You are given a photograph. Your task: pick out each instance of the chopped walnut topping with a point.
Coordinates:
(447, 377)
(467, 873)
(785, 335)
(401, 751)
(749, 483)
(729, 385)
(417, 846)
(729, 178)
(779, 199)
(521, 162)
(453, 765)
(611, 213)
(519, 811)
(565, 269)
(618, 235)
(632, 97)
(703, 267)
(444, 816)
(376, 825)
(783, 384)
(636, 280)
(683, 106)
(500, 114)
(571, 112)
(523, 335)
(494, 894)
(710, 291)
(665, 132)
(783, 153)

---

### PROBLEM TO SOLVE
Rewrite the records with "chopped walnut topping" replaced by "sliced almond topping", leaving everything else unchanged.

### EXPECTED ANSWER
You are given a photograph. Your task: pick out each instance of the sliced almond topping with a point.
Coordinates:
(447, 377)
(467, 873)
(785, 335)
(401, 751)
(749, 483)
(729, 385)
(417, 846)
(729, 178)
(779, 199)
(521, 162)
(453, 765)
(611, 213)
(519, 811)
(565, 269)
(618, 235)
(632, 97)
(703, 267)
(444, 816)
(376, 825)
(783, 384)
(636, 280)
(683, 106)
(500, 114)
(571, 112)
(523, 335)
(494, 894)
(710, 291)
(665, 132)
(783, 153)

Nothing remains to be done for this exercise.